- [WHAT YOU NEED TO DO]
Show every line of the records that contains the word "blue", copying each such line in full.

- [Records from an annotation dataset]
——

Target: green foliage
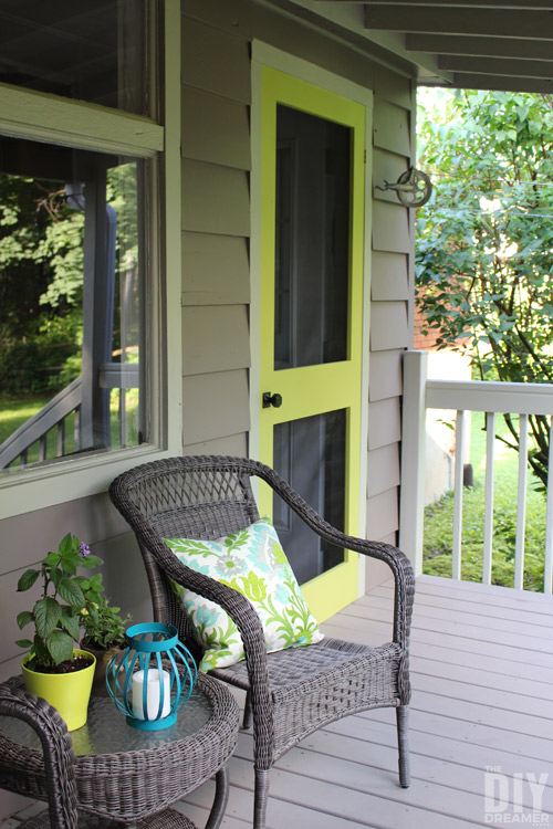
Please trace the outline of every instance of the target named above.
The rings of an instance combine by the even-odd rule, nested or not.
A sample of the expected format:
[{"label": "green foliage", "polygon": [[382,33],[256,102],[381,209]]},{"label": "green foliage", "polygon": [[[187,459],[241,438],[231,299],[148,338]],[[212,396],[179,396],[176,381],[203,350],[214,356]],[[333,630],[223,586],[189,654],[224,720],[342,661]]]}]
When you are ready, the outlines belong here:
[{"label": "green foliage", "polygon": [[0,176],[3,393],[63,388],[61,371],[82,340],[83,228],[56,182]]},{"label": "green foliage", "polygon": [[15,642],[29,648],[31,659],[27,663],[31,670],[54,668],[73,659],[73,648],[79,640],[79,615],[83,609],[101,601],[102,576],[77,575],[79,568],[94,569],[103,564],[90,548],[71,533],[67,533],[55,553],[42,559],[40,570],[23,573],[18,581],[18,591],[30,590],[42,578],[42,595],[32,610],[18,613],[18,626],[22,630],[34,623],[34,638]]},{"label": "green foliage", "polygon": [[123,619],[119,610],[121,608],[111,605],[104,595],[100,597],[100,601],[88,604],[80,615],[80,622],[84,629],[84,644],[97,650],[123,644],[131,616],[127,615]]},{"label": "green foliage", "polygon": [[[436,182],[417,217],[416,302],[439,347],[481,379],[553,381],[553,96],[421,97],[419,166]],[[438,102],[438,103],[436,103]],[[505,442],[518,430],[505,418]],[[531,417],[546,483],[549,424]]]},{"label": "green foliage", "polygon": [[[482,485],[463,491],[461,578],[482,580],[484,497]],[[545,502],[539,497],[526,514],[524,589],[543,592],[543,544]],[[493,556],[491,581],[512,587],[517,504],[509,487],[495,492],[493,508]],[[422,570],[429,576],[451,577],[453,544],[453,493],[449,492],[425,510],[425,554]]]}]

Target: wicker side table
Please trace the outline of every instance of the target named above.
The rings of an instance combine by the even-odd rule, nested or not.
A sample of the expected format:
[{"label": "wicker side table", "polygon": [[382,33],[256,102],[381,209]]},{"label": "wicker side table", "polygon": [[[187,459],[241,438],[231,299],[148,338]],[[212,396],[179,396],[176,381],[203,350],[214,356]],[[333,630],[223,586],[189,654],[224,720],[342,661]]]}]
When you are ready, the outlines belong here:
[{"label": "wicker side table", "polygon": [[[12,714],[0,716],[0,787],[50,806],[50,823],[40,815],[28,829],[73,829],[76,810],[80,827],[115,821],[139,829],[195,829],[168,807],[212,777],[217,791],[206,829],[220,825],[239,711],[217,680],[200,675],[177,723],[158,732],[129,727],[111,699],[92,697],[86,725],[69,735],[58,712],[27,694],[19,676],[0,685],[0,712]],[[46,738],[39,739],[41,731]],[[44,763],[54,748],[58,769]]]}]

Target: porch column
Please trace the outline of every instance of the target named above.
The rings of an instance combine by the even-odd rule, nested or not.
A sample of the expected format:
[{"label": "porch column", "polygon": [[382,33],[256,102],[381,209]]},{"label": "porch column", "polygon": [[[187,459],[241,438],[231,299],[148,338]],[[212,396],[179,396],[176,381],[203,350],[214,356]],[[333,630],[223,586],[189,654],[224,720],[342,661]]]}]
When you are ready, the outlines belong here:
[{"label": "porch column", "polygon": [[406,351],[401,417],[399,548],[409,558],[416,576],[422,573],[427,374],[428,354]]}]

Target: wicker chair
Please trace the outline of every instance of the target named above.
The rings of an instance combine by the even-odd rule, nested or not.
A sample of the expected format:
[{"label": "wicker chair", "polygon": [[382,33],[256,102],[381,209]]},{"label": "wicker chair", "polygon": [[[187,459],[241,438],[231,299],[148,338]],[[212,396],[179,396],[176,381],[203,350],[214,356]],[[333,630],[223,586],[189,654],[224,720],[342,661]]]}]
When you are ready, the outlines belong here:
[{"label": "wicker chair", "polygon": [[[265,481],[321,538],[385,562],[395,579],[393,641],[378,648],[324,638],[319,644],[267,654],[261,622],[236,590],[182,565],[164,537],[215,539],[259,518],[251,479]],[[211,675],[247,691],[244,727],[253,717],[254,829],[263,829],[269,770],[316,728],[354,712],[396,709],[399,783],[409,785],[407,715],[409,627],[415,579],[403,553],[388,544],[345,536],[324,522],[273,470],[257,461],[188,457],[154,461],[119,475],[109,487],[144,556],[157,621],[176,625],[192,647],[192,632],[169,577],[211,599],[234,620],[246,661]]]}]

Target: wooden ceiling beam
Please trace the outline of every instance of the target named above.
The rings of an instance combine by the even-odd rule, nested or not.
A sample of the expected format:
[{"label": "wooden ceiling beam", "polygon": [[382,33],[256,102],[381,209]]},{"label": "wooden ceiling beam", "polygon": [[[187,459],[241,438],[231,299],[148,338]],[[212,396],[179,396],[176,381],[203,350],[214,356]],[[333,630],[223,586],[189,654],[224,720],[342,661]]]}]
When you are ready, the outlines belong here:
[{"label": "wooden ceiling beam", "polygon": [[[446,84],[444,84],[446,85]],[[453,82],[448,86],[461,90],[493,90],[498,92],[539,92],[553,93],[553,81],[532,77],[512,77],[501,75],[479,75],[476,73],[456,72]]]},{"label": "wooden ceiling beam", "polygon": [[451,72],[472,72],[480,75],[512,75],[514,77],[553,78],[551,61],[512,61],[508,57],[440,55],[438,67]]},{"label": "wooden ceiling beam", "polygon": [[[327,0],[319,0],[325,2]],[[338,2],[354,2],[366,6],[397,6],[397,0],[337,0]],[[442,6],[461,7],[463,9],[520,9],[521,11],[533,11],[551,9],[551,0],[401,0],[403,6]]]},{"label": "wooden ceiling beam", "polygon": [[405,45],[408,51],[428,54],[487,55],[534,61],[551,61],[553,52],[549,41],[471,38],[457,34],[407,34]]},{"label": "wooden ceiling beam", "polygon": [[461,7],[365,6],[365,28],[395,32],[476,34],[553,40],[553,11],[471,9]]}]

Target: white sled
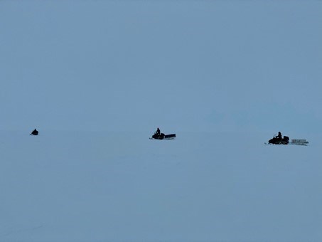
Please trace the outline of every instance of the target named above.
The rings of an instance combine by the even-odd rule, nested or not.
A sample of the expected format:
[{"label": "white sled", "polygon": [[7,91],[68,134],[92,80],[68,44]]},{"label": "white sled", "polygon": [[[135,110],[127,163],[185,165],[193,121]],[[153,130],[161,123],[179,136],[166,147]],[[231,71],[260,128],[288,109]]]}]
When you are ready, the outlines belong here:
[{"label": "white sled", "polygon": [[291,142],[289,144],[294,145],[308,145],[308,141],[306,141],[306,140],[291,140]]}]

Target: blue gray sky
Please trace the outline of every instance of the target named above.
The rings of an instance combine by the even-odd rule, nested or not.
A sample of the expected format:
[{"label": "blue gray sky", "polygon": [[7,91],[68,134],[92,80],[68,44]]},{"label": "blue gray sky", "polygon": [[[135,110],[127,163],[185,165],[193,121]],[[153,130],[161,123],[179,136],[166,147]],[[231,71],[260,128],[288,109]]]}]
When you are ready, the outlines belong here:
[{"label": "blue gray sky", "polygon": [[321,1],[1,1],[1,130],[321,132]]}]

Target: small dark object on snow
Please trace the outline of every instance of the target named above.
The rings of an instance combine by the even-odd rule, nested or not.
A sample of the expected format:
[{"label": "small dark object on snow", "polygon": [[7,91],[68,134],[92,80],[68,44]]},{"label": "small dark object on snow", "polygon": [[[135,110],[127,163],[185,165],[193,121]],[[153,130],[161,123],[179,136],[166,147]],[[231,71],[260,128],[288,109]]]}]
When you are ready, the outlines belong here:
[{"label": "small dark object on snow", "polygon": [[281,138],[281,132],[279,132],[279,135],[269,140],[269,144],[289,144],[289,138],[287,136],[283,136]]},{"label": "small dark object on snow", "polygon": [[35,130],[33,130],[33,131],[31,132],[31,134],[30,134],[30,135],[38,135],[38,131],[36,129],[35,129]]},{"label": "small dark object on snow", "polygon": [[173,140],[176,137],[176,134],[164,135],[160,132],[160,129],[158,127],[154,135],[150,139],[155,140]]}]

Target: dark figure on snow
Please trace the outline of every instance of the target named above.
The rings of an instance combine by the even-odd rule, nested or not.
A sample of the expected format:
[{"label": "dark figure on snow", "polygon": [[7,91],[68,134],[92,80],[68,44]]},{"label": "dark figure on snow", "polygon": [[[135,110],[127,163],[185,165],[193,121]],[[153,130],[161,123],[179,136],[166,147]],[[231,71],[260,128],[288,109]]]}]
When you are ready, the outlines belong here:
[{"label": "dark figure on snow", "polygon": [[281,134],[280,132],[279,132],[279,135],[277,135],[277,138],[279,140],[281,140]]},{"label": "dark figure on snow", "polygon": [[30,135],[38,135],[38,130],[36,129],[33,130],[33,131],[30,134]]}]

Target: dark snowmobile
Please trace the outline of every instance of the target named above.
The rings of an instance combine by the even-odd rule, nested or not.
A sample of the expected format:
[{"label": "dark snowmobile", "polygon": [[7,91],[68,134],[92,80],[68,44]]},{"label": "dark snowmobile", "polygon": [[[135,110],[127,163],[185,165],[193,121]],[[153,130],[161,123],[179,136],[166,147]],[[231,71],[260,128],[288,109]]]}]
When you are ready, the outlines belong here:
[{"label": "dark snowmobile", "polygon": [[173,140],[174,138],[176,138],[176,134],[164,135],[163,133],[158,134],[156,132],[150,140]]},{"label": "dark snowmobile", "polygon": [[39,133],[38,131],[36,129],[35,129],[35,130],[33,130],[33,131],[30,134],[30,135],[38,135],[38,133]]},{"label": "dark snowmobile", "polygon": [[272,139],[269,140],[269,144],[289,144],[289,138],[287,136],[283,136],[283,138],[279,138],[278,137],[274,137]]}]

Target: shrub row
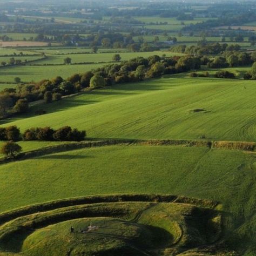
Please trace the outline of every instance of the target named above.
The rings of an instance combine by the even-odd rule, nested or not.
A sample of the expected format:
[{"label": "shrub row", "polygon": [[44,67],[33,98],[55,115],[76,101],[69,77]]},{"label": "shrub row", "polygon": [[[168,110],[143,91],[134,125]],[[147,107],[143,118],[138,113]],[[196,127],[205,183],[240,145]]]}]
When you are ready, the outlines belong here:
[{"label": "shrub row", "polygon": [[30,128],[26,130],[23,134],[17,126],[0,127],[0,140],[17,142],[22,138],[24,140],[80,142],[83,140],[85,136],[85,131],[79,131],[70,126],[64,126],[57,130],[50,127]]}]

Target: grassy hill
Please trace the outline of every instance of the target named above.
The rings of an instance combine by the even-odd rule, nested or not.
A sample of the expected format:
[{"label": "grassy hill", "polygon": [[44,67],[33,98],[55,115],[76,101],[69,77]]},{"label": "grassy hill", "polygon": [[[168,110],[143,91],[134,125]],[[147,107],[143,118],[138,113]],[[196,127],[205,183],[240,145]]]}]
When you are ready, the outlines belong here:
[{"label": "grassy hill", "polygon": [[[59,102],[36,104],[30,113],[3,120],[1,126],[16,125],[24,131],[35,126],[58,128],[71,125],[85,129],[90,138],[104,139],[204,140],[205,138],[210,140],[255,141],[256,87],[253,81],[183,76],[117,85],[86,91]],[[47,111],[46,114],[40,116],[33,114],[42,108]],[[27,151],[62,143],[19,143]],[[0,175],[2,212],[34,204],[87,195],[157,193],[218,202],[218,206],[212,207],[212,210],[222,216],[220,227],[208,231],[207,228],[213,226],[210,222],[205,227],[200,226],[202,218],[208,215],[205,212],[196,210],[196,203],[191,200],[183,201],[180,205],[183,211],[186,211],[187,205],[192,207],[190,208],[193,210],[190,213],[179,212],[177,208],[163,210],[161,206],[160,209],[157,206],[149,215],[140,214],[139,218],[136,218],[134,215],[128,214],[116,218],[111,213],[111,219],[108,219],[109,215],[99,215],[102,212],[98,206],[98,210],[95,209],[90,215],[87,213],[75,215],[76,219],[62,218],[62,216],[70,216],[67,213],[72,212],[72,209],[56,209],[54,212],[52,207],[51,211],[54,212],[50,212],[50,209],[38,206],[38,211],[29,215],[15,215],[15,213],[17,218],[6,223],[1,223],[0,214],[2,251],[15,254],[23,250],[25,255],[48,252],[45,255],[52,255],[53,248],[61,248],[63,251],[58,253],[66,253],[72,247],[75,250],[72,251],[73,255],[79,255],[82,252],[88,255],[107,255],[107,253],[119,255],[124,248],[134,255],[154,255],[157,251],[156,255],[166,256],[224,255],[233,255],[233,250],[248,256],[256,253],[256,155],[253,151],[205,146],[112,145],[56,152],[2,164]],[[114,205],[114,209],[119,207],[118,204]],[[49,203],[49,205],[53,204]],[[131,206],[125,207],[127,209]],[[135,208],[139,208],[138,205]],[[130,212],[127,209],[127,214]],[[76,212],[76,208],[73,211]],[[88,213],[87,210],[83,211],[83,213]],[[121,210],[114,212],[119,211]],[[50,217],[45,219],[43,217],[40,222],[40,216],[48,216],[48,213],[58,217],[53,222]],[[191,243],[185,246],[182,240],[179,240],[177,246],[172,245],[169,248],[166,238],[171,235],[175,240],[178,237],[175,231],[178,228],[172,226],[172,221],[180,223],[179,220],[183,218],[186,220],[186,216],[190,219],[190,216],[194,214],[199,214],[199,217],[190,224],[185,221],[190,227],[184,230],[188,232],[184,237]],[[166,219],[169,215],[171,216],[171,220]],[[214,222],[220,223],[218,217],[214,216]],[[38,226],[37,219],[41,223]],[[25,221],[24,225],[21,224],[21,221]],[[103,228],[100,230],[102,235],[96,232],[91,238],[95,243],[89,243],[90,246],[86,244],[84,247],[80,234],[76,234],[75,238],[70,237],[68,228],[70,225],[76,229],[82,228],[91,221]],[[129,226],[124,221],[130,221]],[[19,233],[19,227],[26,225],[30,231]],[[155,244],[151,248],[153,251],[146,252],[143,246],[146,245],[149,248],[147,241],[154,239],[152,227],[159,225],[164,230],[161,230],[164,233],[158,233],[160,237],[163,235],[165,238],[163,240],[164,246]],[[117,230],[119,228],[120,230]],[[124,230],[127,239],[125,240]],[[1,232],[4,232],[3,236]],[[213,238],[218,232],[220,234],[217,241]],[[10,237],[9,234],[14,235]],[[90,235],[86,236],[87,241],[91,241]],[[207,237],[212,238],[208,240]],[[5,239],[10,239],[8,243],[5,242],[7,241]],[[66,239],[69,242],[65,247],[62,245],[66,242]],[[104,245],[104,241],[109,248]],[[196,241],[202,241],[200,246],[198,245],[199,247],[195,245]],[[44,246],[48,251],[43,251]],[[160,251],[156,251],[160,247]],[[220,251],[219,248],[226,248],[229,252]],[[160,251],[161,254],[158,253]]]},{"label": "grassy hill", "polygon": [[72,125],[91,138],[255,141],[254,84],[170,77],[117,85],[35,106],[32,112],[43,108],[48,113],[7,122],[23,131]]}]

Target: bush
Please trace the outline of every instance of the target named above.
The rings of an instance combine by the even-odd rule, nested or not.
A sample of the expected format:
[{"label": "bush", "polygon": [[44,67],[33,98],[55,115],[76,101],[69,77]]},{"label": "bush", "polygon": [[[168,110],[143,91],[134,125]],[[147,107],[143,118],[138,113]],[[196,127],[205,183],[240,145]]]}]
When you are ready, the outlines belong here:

——

- [RESULT FOR THIS TASK]
Target: blue gray sky
[{"label": "blue gray sky", "polygon": [[7,91],[68,134],[92,80],[68,44]]},{"label": "blue gray sky", "polygon": [[[135,110],[127,163],[185,165],[193,121]],[[153,130],[161,123],[179,136],[166,147]],[[231,71],[260,128],[288,109]]]}]
[{"label": "blue gray sky", "polygon": [[321,1],[1,1],[1,130],[321,132]]}]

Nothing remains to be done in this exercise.